Set task -
Rescale everything from the line containing "--detect fence post --format json_objects" down to the end of the entries. Write those lines out again with the requests included, multiplying each box coordinate in the answers by 1.4 and rounding to a whole number, with halves rounded up.

Dataset extract -
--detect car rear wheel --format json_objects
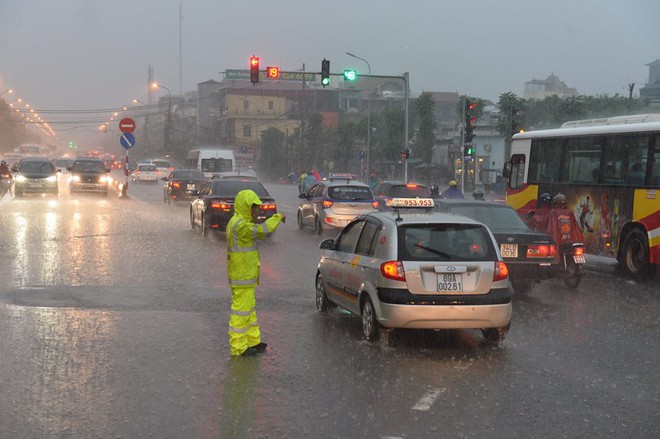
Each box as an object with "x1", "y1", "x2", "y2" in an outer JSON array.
[
  {"x1": 362, "y1": 297, "x2": 378, "y2": 341},
  {"x1": 314, "y1": 215, "x2": 323, "y2": 235},
  {"x1": 199, "y1": 213, "x2": 208, "y2": 236},
  {"x1": 316, "y1": 274, "x2": 330, "y2": 313},
  {"x1": 297, "y1": 211, "x2": 305, "y2": 230},
  {"x1": 620, "y1": 229, "x2": 654, "y2": 281},
  {"x1": 481, "y1": 325, "x2": 511, "y2": 346}
]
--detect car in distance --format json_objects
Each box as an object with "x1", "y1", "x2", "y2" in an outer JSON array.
[
  {"x1": 297, "y1": 175, "x2": 378, "y2": 234},
  {"x1": 315, "y1": 198, "x2": 511, "y2": 344},
  {"x1": 161, "y1": 169, "x2": 208, "y2": 204},
  {"x1": 373, "y1": 181, "x2": 431, "y2": 210},
  {"x1": 12, "y1": 157, "x2": 59, "y2": 197},
  {"x1": 435, "y1": 199, "x2": 559, "y2": 294},
  {"x1": 131, "y1": 163, "x2": 159, "y2": 183},
  {"x1": 142, "y1": 159, "x2": 174, "y2": 178},
  {"x1": 190, "y1": 178, "x2": 277, "y2": 235},
  {"x1": 67, "y1": 157, "x2": 110, "y2": 196}
]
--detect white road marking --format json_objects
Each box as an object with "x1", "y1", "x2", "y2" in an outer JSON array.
[{"x1": 412, "y1": 389, "x2": 445, "y2": 411}]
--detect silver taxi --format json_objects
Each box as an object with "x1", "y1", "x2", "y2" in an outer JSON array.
[{"x1": 316, "y1": 198, "x2": 512, "y2": 344}]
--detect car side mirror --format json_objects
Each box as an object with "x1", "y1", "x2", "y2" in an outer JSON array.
[
  {"x1": 319, "y1": 238, "x2": 335, "y2": 250},
  {"x1": 502, "y1": 162, "x2": 513, "y2": 178}
]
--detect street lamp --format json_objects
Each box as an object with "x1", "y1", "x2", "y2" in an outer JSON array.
[
  {"x1": 151, "y1": 82, "x2": 172, "y2": 152},
  {"x1": 346, "y1": 52, "x2": 371, "y2": 183}
]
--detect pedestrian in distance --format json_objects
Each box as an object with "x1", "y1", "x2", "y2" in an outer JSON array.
[
  {"x1": 226, "y1": 190, "x2": 286, "y2": 356},
  {"x1": 440, "y1": 180, "x2": 465, "y2": 200}
]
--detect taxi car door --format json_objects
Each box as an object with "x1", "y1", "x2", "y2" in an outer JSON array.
[
  {"x1": 345, "y1": 220, "x2": 381, "y2": 313},
  {"x1": 328, "y1": 220, "x2": 364, "y2": 312}
]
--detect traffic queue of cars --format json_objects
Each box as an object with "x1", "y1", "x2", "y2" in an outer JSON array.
[{"x1": 298, "y1": 174, "x2": 568, "y2": 345}]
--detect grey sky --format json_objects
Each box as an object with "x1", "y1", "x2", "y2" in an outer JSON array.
[{"x1": 0, "y1": 0, "x2": 660, "y2": 147}]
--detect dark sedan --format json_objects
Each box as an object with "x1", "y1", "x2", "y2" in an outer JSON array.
[
  {"x1": 161, "y1": 169, "x2": 208, "y2": 204},
  {"x1": 435, "y1": 200, "x2": 557, "y2": 294},
  {"x1": 190, "y1": 178, "x2": 277, "y2": 235}
]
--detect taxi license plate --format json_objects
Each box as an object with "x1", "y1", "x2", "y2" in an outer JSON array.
[
  {"x1": 500, "y1": 244, "x2": 518, "y2": 258},
  {"x1": 438, "y1": 273, "x2": 463, "y2": 293}
]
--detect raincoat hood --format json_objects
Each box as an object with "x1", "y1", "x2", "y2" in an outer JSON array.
[{"x1": 234, "y1": 189, "x2": 263, "y2": 221}]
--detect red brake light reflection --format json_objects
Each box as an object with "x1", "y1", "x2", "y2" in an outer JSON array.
[
  {"x1": 493, "y1": 261, "x2": 509, "y2": 282},
  {"x1": 380, "y1": 261, "x2": 406, "y2": 282}
]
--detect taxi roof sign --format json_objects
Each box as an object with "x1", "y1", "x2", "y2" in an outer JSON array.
[
  {"x1": 328, "y1": 172, "x2": 353, "y2": 181},
  {"x1": 389, "y1": 198, "x2": 435, "y2": 208}
]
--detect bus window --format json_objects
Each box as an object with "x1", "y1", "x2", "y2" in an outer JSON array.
[
  {"x1": 562, "y1": 137, "x2": 602, "y2": 183},
  {"x1": 651, "y1": 134, "x2": 660, "y2": 186},
  {"x1": 509, "y1": 154, "x2": 525, "y2": 189},
  {"x1": 528, "y1": 139, "x2": 564, "y2": 183}
]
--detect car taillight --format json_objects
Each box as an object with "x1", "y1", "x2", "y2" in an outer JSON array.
[
  {"x1": 380, "y1": 261, "x2": 406, "y2": 282},
  {"x1": 493, "y1": 261, "x2": 509, "y2": 282},
  {"x1": 527, "y1": 244, "x2": 557, "y2": 258}
]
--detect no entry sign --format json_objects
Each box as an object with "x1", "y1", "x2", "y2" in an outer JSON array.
[{"x1": 119, "y1": 117, "x2": 135, "y2": 133}]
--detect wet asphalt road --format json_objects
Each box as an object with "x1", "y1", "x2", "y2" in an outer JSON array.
[{"x1": 0, "y1": 177, "x2": 660, "y2": 438}]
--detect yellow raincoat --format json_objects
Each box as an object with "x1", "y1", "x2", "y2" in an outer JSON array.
[{"x1": 227, "y1": 190, "x2": 283, "y2": 355}]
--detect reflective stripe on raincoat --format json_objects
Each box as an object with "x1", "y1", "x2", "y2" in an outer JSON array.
[{"x1": 226, "y1": 190, "x2": 282, "y2": 287}]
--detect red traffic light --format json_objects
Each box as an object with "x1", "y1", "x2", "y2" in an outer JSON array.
[
  {"x1": 250, "y1": 55, "x2": 259, "y2": 84},
  {"x1": 266, "y1": 66, "x2": 280, "y2": 79}
]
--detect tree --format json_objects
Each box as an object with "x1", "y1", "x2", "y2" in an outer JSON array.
[{"x1": 414, "y1": 92, "x2": 438, "y2": 168}]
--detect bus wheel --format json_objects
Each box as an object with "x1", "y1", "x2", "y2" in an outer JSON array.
[{"x1": 620, "y1": 229, "x2": 654, "y2": 281}]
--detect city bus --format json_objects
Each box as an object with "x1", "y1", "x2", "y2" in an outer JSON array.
[
  {"x1": 504, "y1": 114, "x2": 660, "y2": 280},
  {"x1": 184, "y1": 148, "x2": 236, "y2": 178}
]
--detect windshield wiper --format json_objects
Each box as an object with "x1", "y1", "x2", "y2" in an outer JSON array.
[{"x1": 415, "y1": 243, "x2": 451, "y2": 259}]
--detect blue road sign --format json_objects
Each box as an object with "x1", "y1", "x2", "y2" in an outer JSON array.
[{"x1": 119, "y1": 133, "x2": 135, "y2": 149}]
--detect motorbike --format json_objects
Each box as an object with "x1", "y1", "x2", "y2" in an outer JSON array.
[
  {"x1": 0, "y1": 174, "x2": 14, "y2": 198},
  {"x1": 559, "y1": 242, "x2": 585, "y2": 289},
  {"x1": 525, "y1": 211, "x2": 586, "y2": 289}
]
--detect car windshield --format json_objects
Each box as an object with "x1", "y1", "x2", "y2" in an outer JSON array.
[
  {"x1": 448, "y1": 204, "x2": 529, "y2": 232},
  {"x1": 73, "y1": 161, "x2": 105, "y2": 172},
  {"x1": 398, "y1": 224, "x2": 497, "y2": 261},
  {"x1": 328, "y1": 186, "x2": 374, "y2": 201},
  {"x1": 19, "y1": 161, "x2": 55, "y2": 174},
  {"x1": 392, "y1": 185, "x2": 431, "y2": 198},
  {"x1": 211, "y1": 179, "x2": 270, "y2": 197},
  {"x1": 172, "y1": 170, "x2": 206, "y2": 180}
]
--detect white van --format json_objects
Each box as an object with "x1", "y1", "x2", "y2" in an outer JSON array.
[{"x1": 185, "y1": 148, "x2": 236, "y2": 178}]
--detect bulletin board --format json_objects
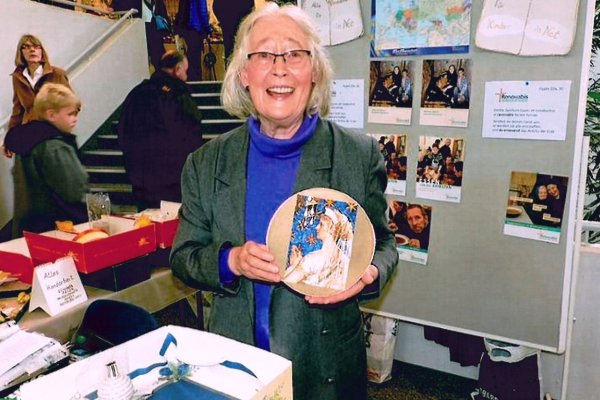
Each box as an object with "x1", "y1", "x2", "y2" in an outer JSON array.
[{"x1": 328, "y1": 0, "x2": 594, "y2": 352}]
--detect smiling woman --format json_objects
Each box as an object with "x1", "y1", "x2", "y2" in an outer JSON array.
[
  {"x1": 4, "y1": 34, "x2": 69, "y2": 157},
  {"x1": 171, "y1": 3, "x2": 398, "y2": 400}
]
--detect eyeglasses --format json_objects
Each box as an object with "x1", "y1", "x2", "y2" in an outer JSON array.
[
  {"x1": 21, "y1": 44, "x2": 42, "y2": 50},
  {"x1": 248, "y1": 50, "x2": 310, "y2": 66}
]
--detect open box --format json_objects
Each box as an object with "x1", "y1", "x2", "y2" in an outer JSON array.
[
  {"x1": 0, "y1": 238, "x2": 34, "y2": 285},
  {"x1": 128, "y1": 200, "x2": 181, "y2": 249},
  {"x1": 23, "y1": 216, "x2": 156, "y2": 274}
]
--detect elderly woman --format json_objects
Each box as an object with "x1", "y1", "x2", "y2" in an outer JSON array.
[
  {"x1": 4, "y1": 34, "x2": 69, "y2": 157},
  {"x1": 171, "y1": 3, "x2": 398, "y2": 400}
]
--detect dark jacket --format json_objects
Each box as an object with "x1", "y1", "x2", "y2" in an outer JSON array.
[
  {"x1": 171, "y1": 121, "x2": 398, "y2": 400},
  {"x1": 117, "y1": 71, "x2": 202, "y2": 207},
  {"x1": 8, "y1": 63, "x2": 69, "y2": 129},
  {"x1": 4, "y1": 121, "x2": 88, "y2": 237}
]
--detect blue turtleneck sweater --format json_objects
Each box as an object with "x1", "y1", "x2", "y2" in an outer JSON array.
[{"x1": 219, "y1": 116, "x2": 319, "y2": 350}]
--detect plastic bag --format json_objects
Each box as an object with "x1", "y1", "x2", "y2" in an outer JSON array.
[{"x1": 363, "y1": 313, "x2": 399, "y2": 383}]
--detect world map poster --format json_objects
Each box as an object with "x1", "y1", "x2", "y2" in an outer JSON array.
[{"x1": 371, "y1": 0, "x2": 472, "y2": 57}]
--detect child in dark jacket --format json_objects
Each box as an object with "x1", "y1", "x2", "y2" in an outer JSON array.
[{"x1": 4, "y1": 83, "x2": 88, "y2": 238}]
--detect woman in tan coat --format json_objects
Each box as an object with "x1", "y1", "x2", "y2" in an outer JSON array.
[{"x1": 4, "y1": 34, "x2": 70, "y2": 157}]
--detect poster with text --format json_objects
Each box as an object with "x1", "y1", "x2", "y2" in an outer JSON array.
[
  {"x1": 369, "y1": 60, "x2": 415, "y2": 125},
  {"x1": 419, "y1": 58, "x2": 472, "y2": 127},
  {"x1": 328, "y1": 79, "x2": 365, "y2": 129},
  {"x1": 416, "y1": 136, "x2": 465, "y2": 203},
  {"x1": 504, "y1": 171, "x2": 569, "y2": 243},
  {"x1": 387, "y1": 200, "x2": 431, "y2": 265},
  {"x1": 371, "y1": 0, "x2": 472, "y2": 57},
  {"x1": 371, "y1": 134, "x2": 408, "y2": 196},
  {"x1": 482, "y1": 81, "x2": 571, "y2": 140}
]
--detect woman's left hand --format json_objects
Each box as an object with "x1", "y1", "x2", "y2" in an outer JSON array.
[{"x1": 304, "y1": 265, "x2": 379, "y2": 304}]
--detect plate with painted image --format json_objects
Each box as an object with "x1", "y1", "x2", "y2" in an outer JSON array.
[{"x1": 267, "y1": 188, "x2": 375, "y2": 296}]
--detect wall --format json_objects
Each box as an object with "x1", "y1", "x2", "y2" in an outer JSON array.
[{"x1": 0, "y1": 0, "x2": 148, "y2": 227}]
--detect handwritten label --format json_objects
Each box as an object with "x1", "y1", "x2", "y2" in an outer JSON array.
[{"x1": 29, "y1": 257, "x2": 87, "y2": 316}]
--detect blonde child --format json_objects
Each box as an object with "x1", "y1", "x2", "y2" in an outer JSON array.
[{"x1": 4, "y1": 83, "x2": 88, "y2": 237}]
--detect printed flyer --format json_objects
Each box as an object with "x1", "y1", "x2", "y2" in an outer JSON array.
[
  {"x1": 504, "y1": 171, "x2": 569, "y2": 243},
  {"x1": 369, "y1": 60, "x2": 415, "y2": 125},
  {"x1": 416, "y1": 136, "x2": 465, "y2": 203},
  {"x1": 388, "y1": 200, "x2": 431, "y2": 265}
]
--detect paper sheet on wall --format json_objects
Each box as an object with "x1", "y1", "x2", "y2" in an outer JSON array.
[
  {"x1": 298, "y1": 0, "x2": 363, "y2": 46},
  {"x1": 482, "y1": 81, "x2": 571, "y2": 141},
  {"x1": 475, "y1": 0, "x2": 579, "y2": 56}
]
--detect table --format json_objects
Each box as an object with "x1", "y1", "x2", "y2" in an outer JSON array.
[
  {"x1": 20, "y1": 325, "x2": 292, "y2": 400},
  {"x1": 19, "y1": 267, "x2": 197, "y2": 343}
]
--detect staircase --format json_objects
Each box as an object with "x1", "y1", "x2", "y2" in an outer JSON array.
[{"x1": 81, "y1": 81, "x2": 244, "y2": 215}]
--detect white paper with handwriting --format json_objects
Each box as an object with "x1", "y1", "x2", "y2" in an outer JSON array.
[
  {"x1": 298, "y1": 0, "x2": 364, "y2": 46},
  {"x1": 475, "y1": 0, "x2": 579, "y2": 56}
]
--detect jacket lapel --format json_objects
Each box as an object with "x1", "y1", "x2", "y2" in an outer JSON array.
[
  {"x1": 214, "y1": 123, "x2": 249, "y2": 245},
  {"x1": 294, "y1": 119, "x2": 333, "y2": 193}
]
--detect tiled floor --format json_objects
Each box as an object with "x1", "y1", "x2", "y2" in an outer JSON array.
[{"x1": 155, "y1": 302, "x2": 476, "y2": 400}]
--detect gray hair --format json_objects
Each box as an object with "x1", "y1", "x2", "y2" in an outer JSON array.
[{"x1": 221, "y1": 2, "x2": 333, "y2": 118}]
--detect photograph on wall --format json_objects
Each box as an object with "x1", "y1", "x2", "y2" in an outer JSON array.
[
  {"x1": 283, "y1": 195, "x2": 358, "y2": 290},
  {"x1": 368, "y1": 60, "x2": 415, "y2": 125},
  {"x1": 419, "y1": 58, "x2": 472, "y2": 127},
  {"x1": 504, "y1": 171, "x2": 569, "y2": 243},
  {"x1": 371, "y1": 0, "x2": 472, "y2": 57},
  {"x1": 415, "y1": 136, "x2": 465, "y2": 203},
  {"x1": 371, "y1": 134, "x2": 408, "y2": 196},
  {"x1": 388, "y1": 200, "x2": 431, "y2": 265}
]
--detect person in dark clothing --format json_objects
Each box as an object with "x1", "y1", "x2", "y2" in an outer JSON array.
[
  {"x1": 117, "y1": 51, "x2": 202, "y2": 210},
  {"x1": 213, "y1": 0, "x2": 254, "y2": 61},
  {"x1": 4, "y1": 83, "x2": 88, "y2": 238}
]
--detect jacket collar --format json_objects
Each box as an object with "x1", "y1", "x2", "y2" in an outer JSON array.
[
  {"x1": 215, "y1": 119, "x2": 333, "y2": 189},
  {"x1": 4, "y1": 120, "x2": 67, "y2": 156},
  {"x1": 11, "y1": 62, "x2": 54, "y2": 81}
]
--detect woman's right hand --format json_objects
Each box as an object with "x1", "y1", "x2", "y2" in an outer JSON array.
[
  {"x1": 0, "y1": 145, "x2": 15, "y2": 158},
  {"x1": 227, "y1": 240, "x2": 281, "y2": 282}
]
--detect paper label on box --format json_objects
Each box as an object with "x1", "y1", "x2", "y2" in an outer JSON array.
[{"x1": 29, "y1": 257, "x2": 87, "y2": 316}]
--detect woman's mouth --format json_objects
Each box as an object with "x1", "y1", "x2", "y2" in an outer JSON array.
[{"x1": 267, "y1": 86, "x2": 294, "y2": 95}]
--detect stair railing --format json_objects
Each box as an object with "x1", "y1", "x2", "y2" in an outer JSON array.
[{"x1": 0, "y1": 0, "x2": 138, "y2": 145}]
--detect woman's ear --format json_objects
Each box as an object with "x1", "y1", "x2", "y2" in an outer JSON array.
[
  {"x1": 40, "y1": 109, "x2": 56, "y2": 122},
  {"x1": 238, "y1": 68, "x2": 250, "y2": 90}
]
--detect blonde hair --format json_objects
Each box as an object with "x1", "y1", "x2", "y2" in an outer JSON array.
[
  {"x1": 15, "y1": 33, "x2": 50, "y2": 68},
  {"x1": 221, "y1": 3, "x2": 333, "y2": 118},
  {"x1": 33, "y1": 83, "x2": 81, "y2": 119}
]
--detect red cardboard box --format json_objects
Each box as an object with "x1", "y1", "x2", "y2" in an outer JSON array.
[
  {"x1": 23, "y1": 216, "x2": 156, "y2": 274},
  {"x1": 0, "y1": 238, "x2": 33, "y2": 285}
]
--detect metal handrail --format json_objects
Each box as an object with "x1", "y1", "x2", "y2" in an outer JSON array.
[
  {"x1": 43, "y1": 0, "x2": 122, "y2": 15},
  {"x1": 0, "y1": 0, "x2": 138, "y2": 139}
]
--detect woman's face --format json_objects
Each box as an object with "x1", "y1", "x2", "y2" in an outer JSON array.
[
  {"x1": 240, "y1": 16, "x2": 314, "y2": 133},
  {"x1": 538, "y1": 186, "x2": 548, "y2": 200},
  {"x1": 21, "y1": 41, "x2": 42, "y2": 65}
]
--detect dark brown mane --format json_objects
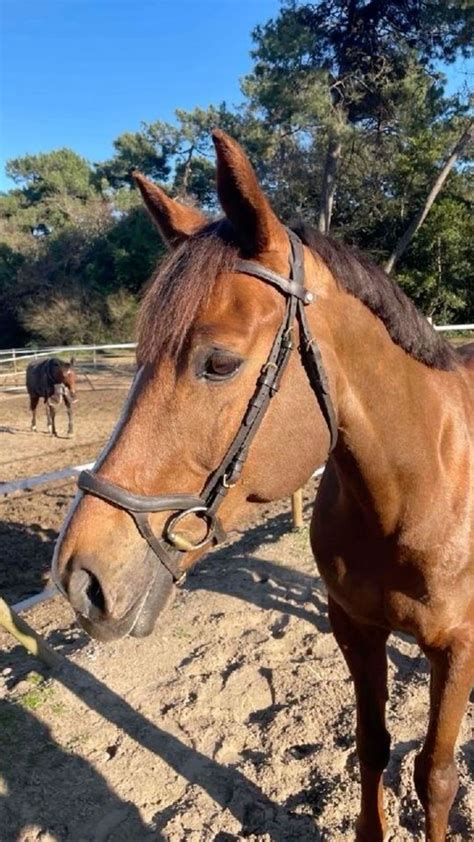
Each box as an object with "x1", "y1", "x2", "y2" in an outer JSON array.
[
  {"x1": 137, "y1": 220, "x2": 458, "y2": 370},
  {"x1": 137, "y1": 220, "x2": 238, "y2": 364},
  {"x1": 292, "y1": 223, "x2": 457, "y2": 370}
]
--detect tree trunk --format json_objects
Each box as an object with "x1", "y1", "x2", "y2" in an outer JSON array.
[
  {"x1": 318, "y1": 130, "x2": 342, "y2": 234},
  {"x1": 385, "y1": 123, "x2": 474, "y2": 273}
]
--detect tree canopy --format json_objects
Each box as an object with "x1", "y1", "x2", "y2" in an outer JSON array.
[{"x1": 0, "y1": 0, "x2": 474, "y2": 347}]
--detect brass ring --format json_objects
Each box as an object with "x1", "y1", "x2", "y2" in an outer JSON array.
[{"x1": 164, "y1": 506, "x2": 214, "y2": 552}]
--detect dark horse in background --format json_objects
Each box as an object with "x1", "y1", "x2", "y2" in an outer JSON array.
[
  {"x1": 26, "y1": 357, "x2": 77, "y2": 436},
  {"x1": 53, "y1": 131, "x2": 474, "y2": 842}
]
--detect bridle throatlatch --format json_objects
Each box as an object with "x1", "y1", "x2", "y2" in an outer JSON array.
[{"x1": 78, "y1": 231, "x2": 337, "y2": 582}]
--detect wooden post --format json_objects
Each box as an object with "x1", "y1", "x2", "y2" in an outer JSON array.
[
  {"x1": 291, "y1": 488, "x2": 304, "y2": 529},
  {"x1": 0, "y1": 597, "x2": 63, "y2": 667}
]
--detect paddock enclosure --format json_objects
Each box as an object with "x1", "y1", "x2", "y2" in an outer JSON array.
[{"x1": 0, "y1": 352, "x2": 474, "y2": 842}]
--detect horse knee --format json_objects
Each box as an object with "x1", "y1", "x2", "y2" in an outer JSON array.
[
  {"x1": 414, "y1": 753, "x2": 459, "y2": 810},
  {"x1": 357, "y1": 727, "x2": 390, "y2": 771}
]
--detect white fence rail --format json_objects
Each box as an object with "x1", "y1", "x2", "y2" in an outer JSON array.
[
  {"x1": 0, "y1": 342, "x2": 137, "y2": 365},
  {"x1": 0, "y1": 324, "x2": 474, "y2": 366},
  {"x1": 433, "y1": 325, "x2": 474, "y2": 332}
]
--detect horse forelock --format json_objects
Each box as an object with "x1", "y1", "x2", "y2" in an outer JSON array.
[{"x1": 137, "y1": 220, "x2": 238, "y2": 365}]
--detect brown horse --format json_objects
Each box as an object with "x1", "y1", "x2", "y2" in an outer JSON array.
[
  {"x1": 53, "y1": 131, "x2": 474, "y2": 842},
  {"x1": 26, "y1": 357, "x2": 77, "y2": 436}
]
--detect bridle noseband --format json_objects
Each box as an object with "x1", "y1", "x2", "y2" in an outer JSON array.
[{"x1": 78, "y1": 231, "x2": 337, "y2": 582}]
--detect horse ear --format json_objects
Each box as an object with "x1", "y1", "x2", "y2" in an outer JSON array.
[
  {"x1": 212, "y1": 129, "x2": 287, "y2": 256},
  {"x1": 132, "y1": 170, "x2": 207, "y2": 246}
]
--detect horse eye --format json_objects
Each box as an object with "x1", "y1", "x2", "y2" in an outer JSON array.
[{"x1": 203, "y1": 351, "x2": 242, "y2": 380}]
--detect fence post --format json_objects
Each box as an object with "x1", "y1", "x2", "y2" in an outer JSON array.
[
  {"x1": 291, "y1": 488, "x2": 304, "y2": 529},
  {"x1": 0, "y1": 597, "x2": 63, "y2": 667}
]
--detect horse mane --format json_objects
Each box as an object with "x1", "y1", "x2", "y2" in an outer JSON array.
[
  {"x1": 292, "y1": 223, "x2": 459, "y2": 371},
  {"x1": 137, "y1": 219, "x2": 239, "y2": 365},
  {"x1": 137, "y1": 219, "x2": 459, "y2": 370}
]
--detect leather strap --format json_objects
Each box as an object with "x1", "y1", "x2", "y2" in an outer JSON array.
[
  {"x1": 77, "y1": 471, "x2": 206, "y2": 512},
  {"x1": 234, "y1": 260, "x2": 314, "y2": 304}
]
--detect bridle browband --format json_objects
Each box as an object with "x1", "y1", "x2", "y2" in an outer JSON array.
[{"x1": 78, "y1": 230, "x2": 337, "y2": 582}]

Problem solution -
--detect fence post --format json_objects
Each box as an object with "x1", "y1", "x2", "y2" in an outer JSON array.
[
  {"x1": 407, "y1": 683, "x2": 426, "y2": 741},
  {"x1": 0, "y1": 836, "x2": 88, "y2": 934}
]
--detect horse mane --format json_objects
Each box as an object with "x1", "y1", "x2", "y2" in an outer JSON array.
[
  {"x1": 409, "y1": 312, "x2": 643, "y2": 519},
  {"x1": 192, "y1": 307, "x2": 335, "y2": 511},
  {"x1": 192, "y1": 307, "x2": 643, "y2": 518}
]
--detect leather strap --format json_objects
Each box as an object with "x1", "y1", "x2", "y2" in an outer JSON array.
[
  {"x1": 108, "y1": 659, "x2": 288, "y2": 717},
  {"x1": 328, "y1": 364, "x2": 440, "y2": 426}
]
--detect bridle browband --format json_objects
Each box as an object with "x1", "y1", "x2", "y2" in an outer JSON array.
[{"x1": 109, "y1": 322, "x2": 472, "y2": 815}]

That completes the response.